• _YOUR INSTRUCTIONS_: Give only the lines from the one containing "TARGET = wooden pillar" through the end of the material below, exactly as written.

════════════════════

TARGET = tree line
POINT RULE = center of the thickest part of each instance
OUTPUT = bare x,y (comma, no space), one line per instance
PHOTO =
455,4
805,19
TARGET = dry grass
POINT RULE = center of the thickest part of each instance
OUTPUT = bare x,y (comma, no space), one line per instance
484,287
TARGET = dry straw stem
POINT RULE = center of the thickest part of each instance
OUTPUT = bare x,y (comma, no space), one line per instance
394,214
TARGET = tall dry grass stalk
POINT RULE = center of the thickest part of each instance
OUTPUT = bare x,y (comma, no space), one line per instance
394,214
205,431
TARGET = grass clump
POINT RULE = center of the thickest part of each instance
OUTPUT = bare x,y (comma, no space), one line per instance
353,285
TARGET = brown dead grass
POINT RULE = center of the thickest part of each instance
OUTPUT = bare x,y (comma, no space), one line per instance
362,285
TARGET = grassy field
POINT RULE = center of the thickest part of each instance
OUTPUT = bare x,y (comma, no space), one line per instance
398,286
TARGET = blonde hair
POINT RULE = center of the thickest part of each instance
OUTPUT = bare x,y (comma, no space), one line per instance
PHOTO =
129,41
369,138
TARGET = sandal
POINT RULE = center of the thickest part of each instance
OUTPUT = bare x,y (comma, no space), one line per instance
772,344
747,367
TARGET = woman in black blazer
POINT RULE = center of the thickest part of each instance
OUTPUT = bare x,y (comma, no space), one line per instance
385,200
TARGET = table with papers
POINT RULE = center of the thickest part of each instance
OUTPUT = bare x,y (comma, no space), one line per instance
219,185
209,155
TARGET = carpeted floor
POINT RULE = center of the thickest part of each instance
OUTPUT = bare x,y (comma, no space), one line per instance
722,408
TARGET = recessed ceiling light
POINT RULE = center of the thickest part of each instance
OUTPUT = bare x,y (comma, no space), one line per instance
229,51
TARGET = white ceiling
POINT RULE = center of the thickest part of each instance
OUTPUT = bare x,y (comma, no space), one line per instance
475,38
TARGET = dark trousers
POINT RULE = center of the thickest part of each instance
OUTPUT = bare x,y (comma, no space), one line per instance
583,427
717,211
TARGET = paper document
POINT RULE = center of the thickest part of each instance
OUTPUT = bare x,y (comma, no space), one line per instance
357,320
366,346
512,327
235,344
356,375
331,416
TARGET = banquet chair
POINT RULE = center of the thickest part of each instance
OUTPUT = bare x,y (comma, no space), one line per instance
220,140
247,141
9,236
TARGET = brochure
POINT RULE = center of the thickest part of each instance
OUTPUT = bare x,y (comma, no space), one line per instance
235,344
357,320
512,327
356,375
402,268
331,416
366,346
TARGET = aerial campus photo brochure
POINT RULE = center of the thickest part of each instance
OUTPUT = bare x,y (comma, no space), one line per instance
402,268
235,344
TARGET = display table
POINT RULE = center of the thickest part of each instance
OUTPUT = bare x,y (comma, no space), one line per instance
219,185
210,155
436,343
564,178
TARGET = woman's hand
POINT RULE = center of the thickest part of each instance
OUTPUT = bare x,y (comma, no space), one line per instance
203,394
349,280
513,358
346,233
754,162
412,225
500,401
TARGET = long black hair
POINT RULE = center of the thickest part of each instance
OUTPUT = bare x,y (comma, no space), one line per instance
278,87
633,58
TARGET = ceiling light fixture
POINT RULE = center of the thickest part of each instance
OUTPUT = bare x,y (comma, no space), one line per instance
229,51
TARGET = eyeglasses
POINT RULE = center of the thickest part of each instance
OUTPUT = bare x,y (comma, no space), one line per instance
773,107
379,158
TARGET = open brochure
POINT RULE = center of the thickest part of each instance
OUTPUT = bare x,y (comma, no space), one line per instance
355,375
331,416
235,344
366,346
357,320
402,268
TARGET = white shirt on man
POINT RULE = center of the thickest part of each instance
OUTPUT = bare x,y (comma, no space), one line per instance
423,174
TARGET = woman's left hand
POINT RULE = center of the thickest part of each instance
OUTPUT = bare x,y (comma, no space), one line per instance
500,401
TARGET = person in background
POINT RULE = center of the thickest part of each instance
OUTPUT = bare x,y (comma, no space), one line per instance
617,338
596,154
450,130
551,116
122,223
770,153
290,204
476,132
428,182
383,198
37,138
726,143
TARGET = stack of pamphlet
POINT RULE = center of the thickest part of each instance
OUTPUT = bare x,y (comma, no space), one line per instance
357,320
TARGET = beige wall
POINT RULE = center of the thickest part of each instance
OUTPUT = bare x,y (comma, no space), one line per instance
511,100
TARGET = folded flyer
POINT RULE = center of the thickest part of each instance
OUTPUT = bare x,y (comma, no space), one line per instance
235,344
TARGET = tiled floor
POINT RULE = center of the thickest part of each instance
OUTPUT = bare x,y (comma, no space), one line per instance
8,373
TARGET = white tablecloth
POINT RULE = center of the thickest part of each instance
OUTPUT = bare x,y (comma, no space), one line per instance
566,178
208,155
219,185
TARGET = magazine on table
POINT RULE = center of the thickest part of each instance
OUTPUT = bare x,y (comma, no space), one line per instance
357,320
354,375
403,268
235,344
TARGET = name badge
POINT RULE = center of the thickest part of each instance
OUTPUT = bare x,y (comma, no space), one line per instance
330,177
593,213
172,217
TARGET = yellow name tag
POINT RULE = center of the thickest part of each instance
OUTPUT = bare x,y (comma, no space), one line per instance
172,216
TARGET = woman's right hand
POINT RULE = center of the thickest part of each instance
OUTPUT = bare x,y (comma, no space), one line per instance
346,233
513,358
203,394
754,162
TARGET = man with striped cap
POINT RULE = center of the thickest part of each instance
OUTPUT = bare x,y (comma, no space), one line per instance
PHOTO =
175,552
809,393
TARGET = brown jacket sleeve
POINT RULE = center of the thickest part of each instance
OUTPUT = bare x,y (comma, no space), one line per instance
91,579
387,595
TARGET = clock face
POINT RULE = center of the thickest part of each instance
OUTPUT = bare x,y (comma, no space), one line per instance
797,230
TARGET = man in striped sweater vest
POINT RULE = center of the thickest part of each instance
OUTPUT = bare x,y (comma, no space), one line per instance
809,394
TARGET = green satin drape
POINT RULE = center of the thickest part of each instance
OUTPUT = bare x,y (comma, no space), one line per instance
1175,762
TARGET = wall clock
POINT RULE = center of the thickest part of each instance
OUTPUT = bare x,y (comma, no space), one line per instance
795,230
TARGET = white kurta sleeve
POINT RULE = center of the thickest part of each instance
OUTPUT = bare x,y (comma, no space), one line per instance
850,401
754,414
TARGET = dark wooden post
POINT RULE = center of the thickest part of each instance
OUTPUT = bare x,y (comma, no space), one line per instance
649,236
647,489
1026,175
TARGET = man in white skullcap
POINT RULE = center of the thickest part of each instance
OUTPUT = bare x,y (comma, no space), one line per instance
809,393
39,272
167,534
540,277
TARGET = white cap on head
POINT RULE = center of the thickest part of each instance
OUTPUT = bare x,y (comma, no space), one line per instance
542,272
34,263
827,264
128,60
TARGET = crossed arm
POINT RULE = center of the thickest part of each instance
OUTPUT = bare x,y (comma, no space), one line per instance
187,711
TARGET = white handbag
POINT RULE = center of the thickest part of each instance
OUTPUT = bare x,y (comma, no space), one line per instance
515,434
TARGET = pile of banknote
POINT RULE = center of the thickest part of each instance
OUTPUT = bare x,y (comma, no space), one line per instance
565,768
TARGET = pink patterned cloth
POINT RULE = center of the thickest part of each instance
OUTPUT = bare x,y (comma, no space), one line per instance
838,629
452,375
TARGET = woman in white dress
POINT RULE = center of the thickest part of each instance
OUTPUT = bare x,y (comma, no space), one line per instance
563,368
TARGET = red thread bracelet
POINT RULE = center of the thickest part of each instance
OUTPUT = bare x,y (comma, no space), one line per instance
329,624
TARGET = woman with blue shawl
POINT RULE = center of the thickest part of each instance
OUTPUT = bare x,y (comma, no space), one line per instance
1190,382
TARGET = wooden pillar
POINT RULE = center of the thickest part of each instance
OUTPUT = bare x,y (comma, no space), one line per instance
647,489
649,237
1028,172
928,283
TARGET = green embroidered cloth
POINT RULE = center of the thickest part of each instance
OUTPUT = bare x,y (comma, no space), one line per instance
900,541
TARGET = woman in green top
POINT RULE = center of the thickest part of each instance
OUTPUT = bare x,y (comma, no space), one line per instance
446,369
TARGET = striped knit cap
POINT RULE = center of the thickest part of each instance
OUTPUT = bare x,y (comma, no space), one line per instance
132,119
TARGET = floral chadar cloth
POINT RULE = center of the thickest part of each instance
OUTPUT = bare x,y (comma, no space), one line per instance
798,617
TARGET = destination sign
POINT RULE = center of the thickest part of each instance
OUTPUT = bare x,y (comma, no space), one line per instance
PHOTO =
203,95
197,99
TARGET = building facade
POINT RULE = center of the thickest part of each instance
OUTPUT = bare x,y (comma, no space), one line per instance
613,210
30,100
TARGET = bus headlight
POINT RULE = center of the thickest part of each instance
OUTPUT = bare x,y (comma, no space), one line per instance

════════════════════

• _REPLY_:
TARGET = wooden pillar
POINT RULE = center of the thickest part of each instance
OUTPUT = bare x,y (comma, no space), one line per instance
647,489
649,237
1028,172
928,283
TARGET = green embroidered cloth
POINT RULE = center of the thickest part of each instance
OUTPUT = bare x,y (comma, no space), one line per instance
900,541
TARGET = woman in green top
POINT RULE = center of the thickest part of each instance
OUTPUT = bare x,y (comma, no space), one line per instance
446,369
TARGET = striped knit cap
POINT RULE = center of the thickest part of each instance
OUTPUT = bare x,y (comma, no space), one line per instance
132,119
TARGET = floral chadar cloth
POINT RULE = center of the thickest part of each instance
OUTPUT = bare x,y (comma, no space), one line per instance
798,617
TARGET = destination sign
POINT RULE = center of the thickest part of each instance
OUTPUT = bare x,y (comma, no space), one line per instance
PHOTO =
203,95
197,99
TARGET = building facade
POINT RULE = center of the thickest part of each instance
OUTPUT = bare x,y (comma, no space), one line per instance
613,210
30,100
TARGET = bus headlight
POINT RULE = center of the thickest part of each instance
OUTPUT = bare x,y (comma, no space), one line per instance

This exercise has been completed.